* _ИСХОДНЫЙ ТЕКСТ_:
##########
27 жовтня 2016

Антон Сененко: «Ученые – как дети, делают что-то, просто потому что им интересно»

В рамках спецпроекта «Научный подход», который Platfor.ma ведет совместно с компанией «Шелл» в Украине, мы продолжаем рассказывать о талантливых украинских ученых и исследователях. Физик, популяризатор науки и сотрудник образовательной платформы Prometheus Антон Сененко рассказал нам о том, почему перспективные украинские изобретения – это не миф, как нанотехнологии могут спасти мир от рака и зачем нам смешанное обучение.

 

 

Об организации мира и лекарстве от рака 

С началом развития микропроцессорной техники и нанотехнологий возник вопрос о том, как учёным контролировать то, что они создают. Лучшие умы изобрели сканирующий туннельный микроскоп, который серьёзно помог развитию нанотехнологий и стал очень важным инструментом в экспериментальной физике. Допустим, химики обнаружили новое вещество, они не знают, как оно «выглядит», могут только предполагать на доске, исходя из формул. А теперь мы можем просканировать этот материал, проанализировать его физические свойства.

 

Нанотехнологиями в нашем институте занимались еще с 70-х годов, но никто не знал, что занимается нанотехнологиями, потому что это называлось физикой низкоразмерных систем. Сейчас вот такой сканирующий туннельный микроскоп стоит 200 тыс. евро, а мой шеф Александр Марченко в свое время вручную собрал его вместе со своим коллегой Всеволодом Черепановым.
##########
* _ИСХОДНЫЕ ДАННЫЕ_:
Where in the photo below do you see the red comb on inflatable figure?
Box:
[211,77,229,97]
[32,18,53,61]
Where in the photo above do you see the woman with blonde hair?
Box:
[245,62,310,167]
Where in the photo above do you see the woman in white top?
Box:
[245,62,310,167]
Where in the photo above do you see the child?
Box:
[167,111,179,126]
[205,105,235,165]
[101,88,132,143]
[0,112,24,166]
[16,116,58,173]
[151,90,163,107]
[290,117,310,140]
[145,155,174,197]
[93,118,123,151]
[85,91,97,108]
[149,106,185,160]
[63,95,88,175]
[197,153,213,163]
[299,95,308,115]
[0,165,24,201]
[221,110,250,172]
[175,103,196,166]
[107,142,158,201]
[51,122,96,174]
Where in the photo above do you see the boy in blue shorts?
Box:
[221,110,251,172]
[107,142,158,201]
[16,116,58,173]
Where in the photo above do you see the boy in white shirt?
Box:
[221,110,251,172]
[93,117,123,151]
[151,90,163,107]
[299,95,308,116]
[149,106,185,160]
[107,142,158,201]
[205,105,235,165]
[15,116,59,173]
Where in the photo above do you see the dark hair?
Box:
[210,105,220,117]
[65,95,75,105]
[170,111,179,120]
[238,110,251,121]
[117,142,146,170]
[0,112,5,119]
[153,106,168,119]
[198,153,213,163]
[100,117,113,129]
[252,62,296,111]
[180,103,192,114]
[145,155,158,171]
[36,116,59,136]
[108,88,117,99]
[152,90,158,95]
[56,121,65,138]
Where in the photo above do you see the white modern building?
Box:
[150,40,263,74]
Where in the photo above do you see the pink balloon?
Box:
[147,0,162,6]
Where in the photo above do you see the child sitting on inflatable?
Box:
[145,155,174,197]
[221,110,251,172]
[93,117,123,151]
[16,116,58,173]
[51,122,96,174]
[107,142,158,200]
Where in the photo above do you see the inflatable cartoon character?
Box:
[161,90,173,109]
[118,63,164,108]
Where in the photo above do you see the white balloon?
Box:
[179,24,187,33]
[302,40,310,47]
##########
* _ЗАДАНИЕ A_:
Пожалуйста, определите, соответствуют ли тексту об Антоне Сененко утверждения (i), (ii) и (iii). На каждое ответьте «да» или «нет» и приведите точную цитату из текста, которая это подтверждает. (i) Сканирующий туннельный микроскоп сейчас стоит 200 тыс. евро. (ii) Нанотехнологиями в институте начали заниматься в 90-х годах. (iii) Александр Марченко собрал микроскоп в одиночку.
* _ЗАДАНИЕ B_:
Как, согласно тексту об Антоне Сененко, раньше называлась работа с нанотехнологиями в институте?
* _ЗАДАНИЕ C_:
Допишите текст об Антоне Сененко, продолжив его после последнего предложения.
Эти данные взяты из другого источника.

* _ОЖИДАЕМЫЙ ОТВЕТ A_:
(i) Да: «Сейчас вот такой сканирующий туннельный микроскоп стоит 200 тыс. евро».
(ii) Нет: «Нанотехнологиями в нашем институте занимались еще с 70-х годов».
(iii) Нет: «вручную собрал его вместе со своим коллегой Всеволодом Черепановым».

* _ОЖИДАЕМЫЙ ОТВЕТ B_:
Физикой низкоразмерных систем.

* _ОЖИДАЕМЫЙ ОТВЕТ C_:
Нанотехнологии – это очень интересно, потому что свойства материалов  микро-, нано- и макроразмеров очень разнятся. Например, золото химически инертно, но нанозолото вступает в химические реакции. Какова практическая польза нашей работы? Мы в частности работаем с фуллеренами. Это такие «мячики» из атомов углерода , внутрь которых можно инкорпорировать, например, лекарство от рака. Препараты для борьбы с раком уже существуют – например, доксорубицин и его производные – но проблема этого агента в том, что, пока он движется к опухоли по организму, то уничтожает все на своем пути. Фуллерены позволяют доставлять лекарство адресно, прямо к опухоли. Было замечено, что если их вколоть в кровь мышам, они нигде не «прилипают», кроме как к раковой опухоли. У учёных возникла мысль инкорпорировать туда противораковый агент, и на мышах это показало 80% эффективность. После мышей медикам надо провести клинические исследования на свиньях и обезьянах, но в Украине обычно на такое нет денег.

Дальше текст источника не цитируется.